--- Begin ---

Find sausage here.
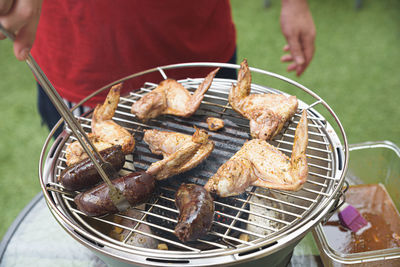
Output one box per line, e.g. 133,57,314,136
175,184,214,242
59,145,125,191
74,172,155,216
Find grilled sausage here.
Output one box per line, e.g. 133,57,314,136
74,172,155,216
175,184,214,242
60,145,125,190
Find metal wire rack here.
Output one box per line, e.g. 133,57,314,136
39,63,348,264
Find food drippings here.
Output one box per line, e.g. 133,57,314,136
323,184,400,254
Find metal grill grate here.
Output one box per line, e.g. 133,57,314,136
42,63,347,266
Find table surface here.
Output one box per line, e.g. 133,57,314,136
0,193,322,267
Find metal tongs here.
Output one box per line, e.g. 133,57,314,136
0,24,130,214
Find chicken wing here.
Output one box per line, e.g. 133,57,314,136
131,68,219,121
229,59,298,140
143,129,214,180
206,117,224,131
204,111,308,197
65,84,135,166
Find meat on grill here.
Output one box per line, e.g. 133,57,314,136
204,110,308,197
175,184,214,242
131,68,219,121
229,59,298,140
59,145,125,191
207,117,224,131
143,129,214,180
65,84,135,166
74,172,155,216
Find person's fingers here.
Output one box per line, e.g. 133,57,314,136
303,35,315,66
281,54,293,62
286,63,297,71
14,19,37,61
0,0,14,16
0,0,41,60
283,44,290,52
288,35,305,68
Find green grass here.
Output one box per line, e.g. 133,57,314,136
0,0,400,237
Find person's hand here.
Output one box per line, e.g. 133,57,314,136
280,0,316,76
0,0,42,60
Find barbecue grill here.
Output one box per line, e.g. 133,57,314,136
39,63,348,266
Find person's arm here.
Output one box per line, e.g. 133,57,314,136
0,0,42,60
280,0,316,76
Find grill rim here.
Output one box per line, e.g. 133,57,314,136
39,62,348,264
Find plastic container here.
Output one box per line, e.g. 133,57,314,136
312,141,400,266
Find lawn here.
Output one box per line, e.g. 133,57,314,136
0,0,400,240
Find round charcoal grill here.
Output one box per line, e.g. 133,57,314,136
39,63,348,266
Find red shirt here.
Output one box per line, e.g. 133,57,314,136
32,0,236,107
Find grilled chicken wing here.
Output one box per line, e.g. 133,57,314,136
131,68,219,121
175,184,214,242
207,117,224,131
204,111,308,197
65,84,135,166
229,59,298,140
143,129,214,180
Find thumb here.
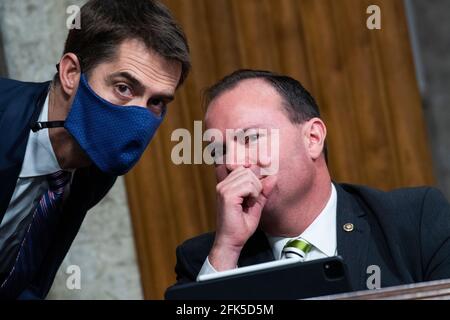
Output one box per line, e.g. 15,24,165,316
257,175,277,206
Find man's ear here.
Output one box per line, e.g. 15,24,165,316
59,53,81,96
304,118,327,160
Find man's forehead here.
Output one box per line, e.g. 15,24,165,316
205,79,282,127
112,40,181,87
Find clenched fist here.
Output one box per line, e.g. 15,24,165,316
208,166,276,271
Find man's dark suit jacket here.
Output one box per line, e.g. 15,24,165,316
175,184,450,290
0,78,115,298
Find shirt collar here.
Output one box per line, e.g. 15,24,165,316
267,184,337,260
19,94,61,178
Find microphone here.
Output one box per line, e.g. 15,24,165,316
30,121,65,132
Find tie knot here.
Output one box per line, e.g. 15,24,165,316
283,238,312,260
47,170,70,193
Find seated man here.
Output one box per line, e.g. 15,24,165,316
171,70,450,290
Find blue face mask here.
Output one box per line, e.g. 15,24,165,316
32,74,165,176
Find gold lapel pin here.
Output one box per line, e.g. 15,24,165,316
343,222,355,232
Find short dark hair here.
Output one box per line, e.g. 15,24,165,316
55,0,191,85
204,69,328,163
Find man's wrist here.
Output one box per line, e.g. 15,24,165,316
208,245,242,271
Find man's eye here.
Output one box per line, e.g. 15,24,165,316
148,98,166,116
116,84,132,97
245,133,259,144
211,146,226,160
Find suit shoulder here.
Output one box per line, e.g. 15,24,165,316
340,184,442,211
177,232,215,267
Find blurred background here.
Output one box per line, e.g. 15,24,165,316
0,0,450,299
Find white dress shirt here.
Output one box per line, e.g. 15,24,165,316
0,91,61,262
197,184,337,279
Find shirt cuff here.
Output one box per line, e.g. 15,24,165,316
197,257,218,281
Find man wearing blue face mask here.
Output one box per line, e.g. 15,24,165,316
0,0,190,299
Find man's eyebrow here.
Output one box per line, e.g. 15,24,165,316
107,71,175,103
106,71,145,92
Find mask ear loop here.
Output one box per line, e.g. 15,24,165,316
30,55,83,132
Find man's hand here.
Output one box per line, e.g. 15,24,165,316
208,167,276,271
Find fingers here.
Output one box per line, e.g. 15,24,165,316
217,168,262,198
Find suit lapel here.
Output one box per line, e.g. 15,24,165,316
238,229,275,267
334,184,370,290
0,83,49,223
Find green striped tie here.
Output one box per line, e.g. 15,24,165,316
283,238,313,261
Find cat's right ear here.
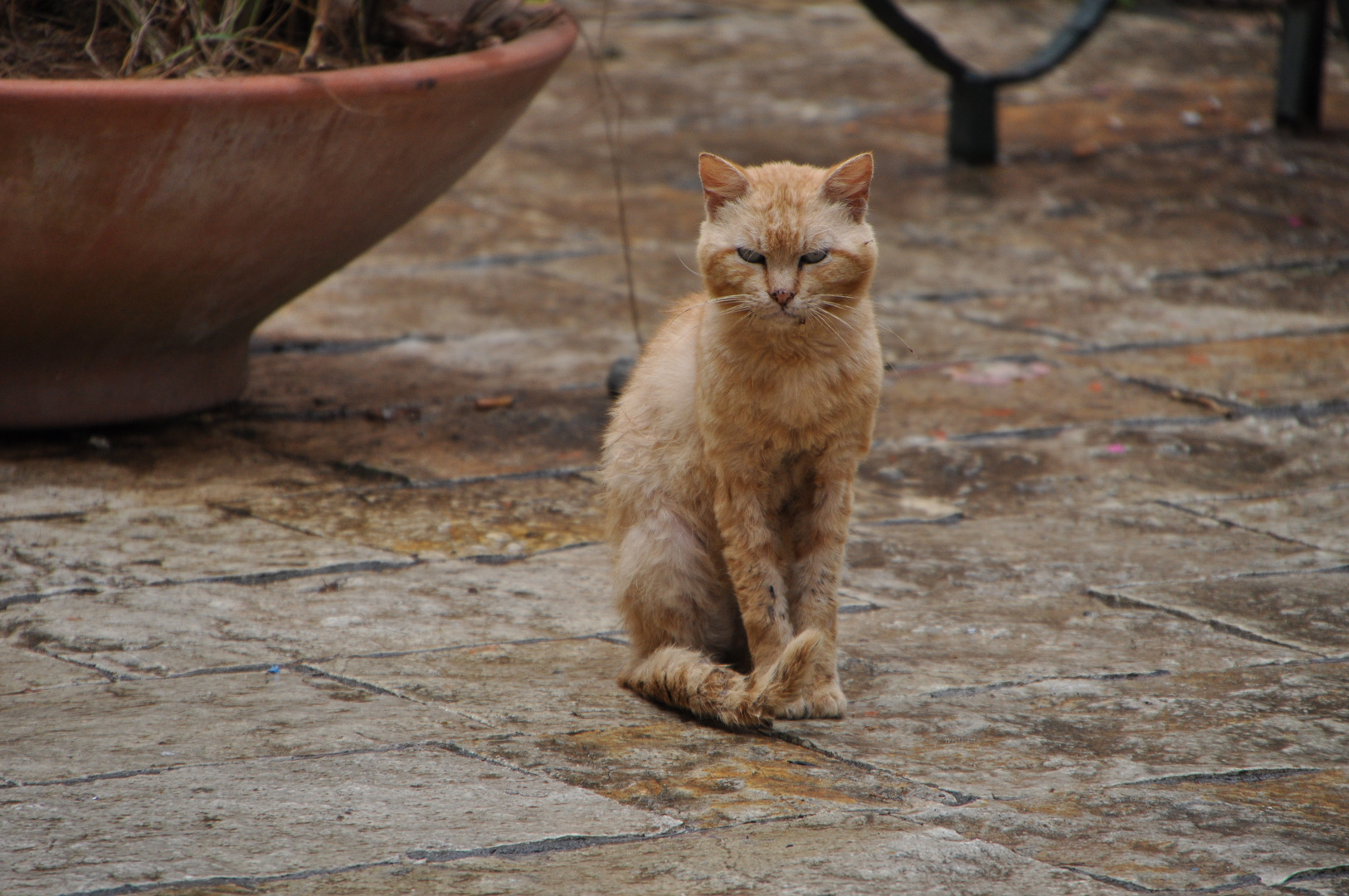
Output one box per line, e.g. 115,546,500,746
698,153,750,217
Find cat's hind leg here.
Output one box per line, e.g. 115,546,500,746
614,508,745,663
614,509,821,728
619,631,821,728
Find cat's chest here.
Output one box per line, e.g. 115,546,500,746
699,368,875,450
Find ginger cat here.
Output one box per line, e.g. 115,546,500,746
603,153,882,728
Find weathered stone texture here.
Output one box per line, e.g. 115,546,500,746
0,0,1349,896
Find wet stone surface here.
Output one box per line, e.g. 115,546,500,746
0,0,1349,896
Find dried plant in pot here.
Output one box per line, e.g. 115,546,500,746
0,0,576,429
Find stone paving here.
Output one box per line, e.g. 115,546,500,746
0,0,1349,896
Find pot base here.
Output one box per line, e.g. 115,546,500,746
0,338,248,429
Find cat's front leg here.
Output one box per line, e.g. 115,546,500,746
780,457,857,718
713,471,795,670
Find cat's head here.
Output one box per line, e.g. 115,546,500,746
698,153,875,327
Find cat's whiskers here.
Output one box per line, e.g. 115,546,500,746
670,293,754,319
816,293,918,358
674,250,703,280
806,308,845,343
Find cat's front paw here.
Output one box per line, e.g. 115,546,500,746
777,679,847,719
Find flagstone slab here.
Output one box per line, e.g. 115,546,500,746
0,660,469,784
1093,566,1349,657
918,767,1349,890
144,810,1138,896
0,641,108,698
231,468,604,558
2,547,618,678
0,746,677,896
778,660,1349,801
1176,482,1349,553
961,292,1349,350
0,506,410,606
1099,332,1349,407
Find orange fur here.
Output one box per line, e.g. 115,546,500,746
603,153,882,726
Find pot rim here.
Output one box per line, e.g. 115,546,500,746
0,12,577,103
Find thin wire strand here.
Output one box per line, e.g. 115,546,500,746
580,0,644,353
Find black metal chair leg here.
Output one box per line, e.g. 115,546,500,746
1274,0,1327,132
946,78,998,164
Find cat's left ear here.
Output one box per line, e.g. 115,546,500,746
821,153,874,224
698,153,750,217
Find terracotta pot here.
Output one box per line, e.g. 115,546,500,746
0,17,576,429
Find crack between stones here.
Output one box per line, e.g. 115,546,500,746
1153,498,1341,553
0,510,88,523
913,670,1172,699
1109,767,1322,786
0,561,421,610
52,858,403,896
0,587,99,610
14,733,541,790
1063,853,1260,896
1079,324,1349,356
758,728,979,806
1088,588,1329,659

--- End ---

> WORK TO COMPLETE:
Could you give the material again, starting at the line that contains "Find green grass here." and stopping after the line that contains "208,166,276,271", with "Output" swapped for "Give" everywhere and nothing else changed? Leave the pictures out.

> SOLUTION FOR THIS PROBLEM:
Find green grass here.
Give one box per line, e.g. 133,57,314,136
0,0,400,237
Find person's hand here.
Give one box per line, e.g. 133,57,314,136
280,0,316,76
0,0,42,60
Find barbecue grill here.
Give one box per line, e.g. 133,57,314,136
39,63,348,266
Find person's arm here.
Give one box per line, e.g. 133,57,314,136
0,0,42,60
280,0,316,76
Find grill rim here.
Give one box per line, e.g. 133,57,314,136
39,62,348,264
Find plastic container here.
Give one box per line, e.g. 133,57,314,136
312,141,400,266
Find lawn here.
Give one box per line, e.g. 133,57,314,136
0,0,400,240
Find round charcoal grill here.
Give one box per line, e.g. 133,57,314,136
39,63,348,266
Find red shirt here.
Give one box per line, e.g. 133,57,314,136
32,0,236,107
Find grilled chicken wing here.
Give one box per line, e.g. 133,57,314,136
131,68,219,121
175,184,214,242
207,117,224,131
204,111,308,197
65,84,135,166
229,59,298,140
143,129,214,180
Find thumb here.
Give one box per line, e.g. 15,24,165,316
257,175,277,206
Find man's ear here.
Give one box per line, e.g. 15,24,165,316
59,53,81,96
304,118,327,160
Find man's forehead here.
Give one box per line, e.g. 15,24,165,316
205,79,282,127
112,40,181,87
Find clenched fist here.
Give one box per line, e.g. 15,24,165,316
208,166,276,271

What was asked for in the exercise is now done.